[Exercise objective] Pull out each line below that contains the string "Task", and copy those lines in their original order.

[Dataset content]
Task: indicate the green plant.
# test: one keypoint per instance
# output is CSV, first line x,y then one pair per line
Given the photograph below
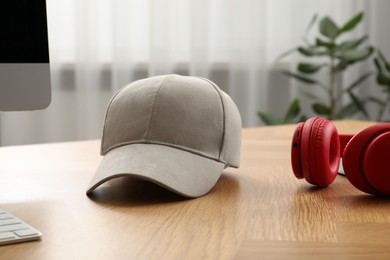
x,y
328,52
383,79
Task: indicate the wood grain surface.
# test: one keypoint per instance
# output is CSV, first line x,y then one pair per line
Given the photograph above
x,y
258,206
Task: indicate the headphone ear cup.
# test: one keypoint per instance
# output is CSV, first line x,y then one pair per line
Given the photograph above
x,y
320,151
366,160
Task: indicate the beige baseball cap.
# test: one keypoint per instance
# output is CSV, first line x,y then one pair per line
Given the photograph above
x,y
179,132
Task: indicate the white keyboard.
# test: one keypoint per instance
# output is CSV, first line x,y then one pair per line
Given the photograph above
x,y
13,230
---
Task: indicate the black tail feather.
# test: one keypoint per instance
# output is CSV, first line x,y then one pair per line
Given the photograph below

[Written solution]
Task: indicate the green plant.
Task: indicate the wood grain surface.
Task: indicate the headphone ear cup.
Task: indicate the beige baseball cap.
Task: indicate the white keyboard.
Task: indicate the black tail feather.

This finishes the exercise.